Works in progress

The Labor Market Effects of a Government Agriculture Mechanization Push: Evidence from an Experiment (JMP)

How can governments encourage agricultural mechanization, and what are the effects? I present experimental evidence on the labor market impacts of a village-level government agricultural mechanization intervention in India that led to an increase in farmer profits and a decrease in wages. Combining state government agricultural extension with a village government rental scheme successfully overcame barriers to technology adoption. The mechanization led to a 7% decrease in transplanting labor demand which translated to a 5% decrease in transplanting wages. In addition to the distributional implications, the wage effects have consequences for the further adoption of mechanization as they reduce the potential profit gains from mechanizing.  My results suggest that shifting agricultural labor supply and demand is important for the equity and efficiency of governments’ agricultural mechanization efforts.

_ENTRIES PROVIDED_
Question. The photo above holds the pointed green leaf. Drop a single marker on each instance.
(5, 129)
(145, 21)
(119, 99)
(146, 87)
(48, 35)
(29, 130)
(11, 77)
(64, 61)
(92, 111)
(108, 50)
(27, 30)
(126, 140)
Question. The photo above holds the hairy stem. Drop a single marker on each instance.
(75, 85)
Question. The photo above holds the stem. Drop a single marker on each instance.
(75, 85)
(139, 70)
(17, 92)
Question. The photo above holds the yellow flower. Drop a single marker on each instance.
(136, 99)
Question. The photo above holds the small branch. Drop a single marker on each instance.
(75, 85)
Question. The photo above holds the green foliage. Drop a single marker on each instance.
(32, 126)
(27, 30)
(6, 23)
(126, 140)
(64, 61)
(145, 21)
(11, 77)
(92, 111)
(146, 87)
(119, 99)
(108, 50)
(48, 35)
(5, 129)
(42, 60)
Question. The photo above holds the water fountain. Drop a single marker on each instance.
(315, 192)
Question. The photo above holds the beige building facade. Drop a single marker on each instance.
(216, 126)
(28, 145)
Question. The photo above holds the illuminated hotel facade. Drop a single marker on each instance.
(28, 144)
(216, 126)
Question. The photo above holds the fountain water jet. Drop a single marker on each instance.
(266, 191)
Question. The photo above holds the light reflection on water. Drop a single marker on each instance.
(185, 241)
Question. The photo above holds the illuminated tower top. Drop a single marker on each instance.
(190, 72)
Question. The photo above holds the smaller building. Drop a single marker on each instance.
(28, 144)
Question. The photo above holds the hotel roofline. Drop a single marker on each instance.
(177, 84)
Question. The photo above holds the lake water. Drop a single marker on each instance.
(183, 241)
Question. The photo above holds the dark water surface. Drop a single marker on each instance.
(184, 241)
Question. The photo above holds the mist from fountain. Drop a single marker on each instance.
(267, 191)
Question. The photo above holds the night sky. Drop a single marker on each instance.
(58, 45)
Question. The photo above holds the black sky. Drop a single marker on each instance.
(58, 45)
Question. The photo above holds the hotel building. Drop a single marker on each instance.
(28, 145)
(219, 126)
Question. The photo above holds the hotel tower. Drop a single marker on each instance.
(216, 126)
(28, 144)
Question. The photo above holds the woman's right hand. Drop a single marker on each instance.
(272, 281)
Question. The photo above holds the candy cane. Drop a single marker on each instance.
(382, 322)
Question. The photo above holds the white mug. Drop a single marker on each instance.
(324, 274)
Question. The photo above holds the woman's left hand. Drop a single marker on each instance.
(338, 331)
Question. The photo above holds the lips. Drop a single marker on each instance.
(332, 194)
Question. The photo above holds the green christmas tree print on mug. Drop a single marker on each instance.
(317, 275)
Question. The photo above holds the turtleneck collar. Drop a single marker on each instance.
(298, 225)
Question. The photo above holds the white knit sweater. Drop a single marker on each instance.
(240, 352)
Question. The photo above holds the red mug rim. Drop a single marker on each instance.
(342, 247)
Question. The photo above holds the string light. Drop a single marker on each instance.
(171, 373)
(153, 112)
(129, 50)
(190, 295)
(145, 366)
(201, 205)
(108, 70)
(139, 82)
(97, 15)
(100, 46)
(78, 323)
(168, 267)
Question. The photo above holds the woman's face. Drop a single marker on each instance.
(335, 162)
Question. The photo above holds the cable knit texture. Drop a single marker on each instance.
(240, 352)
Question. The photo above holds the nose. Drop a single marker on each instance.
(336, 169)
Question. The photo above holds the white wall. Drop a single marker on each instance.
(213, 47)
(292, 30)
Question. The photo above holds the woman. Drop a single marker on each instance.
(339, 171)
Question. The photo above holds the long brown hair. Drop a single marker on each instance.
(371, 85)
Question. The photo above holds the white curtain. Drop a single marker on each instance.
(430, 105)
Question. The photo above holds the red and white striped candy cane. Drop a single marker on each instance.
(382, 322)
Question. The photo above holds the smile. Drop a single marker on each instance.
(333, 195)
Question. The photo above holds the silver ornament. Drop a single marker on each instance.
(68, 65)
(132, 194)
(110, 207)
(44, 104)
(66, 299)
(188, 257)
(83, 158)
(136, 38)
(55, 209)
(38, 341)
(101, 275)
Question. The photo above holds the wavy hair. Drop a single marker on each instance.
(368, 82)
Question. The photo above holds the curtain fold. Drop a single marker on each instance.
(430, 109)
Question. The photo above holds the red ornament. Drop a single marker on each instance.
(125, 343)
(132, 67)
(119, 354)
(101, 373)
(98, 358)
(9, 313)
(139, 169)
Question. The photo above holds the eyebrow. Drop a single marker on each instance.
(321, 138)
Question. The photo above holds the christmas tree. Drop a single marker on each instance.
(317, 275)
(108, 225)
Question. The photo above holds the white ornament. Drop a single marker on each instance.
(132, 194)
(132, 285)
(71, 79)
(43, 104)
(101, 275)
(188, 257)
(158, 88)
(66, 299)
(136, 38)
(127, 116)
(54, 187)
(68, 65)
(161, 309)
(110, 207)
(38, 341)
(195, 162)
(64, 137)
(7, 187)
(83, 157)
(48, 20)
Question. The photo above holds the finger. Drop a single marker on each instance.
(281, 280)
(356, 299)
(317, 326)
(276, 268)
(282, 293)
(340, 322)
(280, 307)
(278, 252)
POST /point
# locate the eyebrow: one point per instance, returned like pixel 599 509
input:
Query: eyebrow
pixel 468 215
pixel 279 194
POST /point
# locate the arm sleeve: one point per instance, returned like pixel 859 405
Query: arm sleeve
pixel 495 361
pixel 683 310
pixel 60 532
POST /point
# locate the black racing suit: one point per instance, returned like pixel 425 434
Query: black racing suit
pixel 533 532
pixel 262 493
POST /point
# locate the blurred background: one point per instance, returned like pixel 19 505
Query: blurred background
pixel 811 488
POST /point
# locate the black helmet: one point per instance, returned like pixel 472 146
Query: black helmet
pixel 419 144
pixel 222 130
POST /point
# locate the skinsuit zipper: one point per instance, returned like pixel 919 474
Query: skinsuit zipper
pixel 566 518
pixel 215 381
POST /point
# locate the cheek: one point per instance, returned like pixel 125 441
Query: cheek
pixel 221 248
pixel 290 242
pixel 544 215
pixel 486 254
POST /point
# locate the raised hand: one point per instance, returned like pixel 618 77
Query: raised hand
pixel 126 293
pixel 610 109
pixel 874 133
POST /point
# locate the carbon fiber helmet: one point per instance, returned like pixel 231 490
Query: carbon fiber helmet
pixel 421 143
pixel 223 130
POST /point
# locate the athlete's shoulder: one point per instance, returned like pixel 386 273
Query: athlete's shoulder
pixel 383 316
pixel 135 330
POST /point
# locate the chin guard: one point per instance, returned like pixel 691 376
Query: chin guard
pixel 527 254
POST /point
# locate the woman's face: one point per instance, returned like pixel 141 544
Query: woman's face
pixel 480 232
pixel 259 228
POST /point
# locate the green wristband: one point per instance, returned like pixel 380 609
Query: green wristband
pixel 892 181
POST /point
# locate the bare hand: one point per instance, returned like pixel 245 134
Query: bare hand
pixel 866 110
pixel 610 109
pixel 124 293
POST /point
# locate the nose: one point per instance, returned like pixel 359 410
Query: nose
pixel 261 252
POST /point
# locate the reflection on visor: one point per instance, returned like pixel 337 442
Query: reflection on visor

_TASK DETAILS_
Reproduce the agricultural mechanization research summary above in full, word for word.

_TASK RESPONSE_
Works in progress

The Labor Market Effects of a Government Agriculture Mechanization Push: Evidence from an Experiment (JMP)

How can governments encourage agricultural mechanization, and what are the effects? I present experimental evidence on the labor market impacts of a village-level government agricultural mechanization intervention in India that led to an increase in farmer profits and a decrease in wages. Combining state government agricultural extension with a village government rental scheme successfully overcame barriers to technology adoption. The mechanization led to a 7% decrease in transplanting labor demand which translated to a 5% decrease in transplanting wages. In addition to the distributional implications, the wage effects have consequences for the further adoption of mechanization as they reduce the potential profit gains from mechanizing.  My results suggest that shifting agricultural labor supply and demand is important for the equity and efficiency of governments’ agricultural mechanization efforts.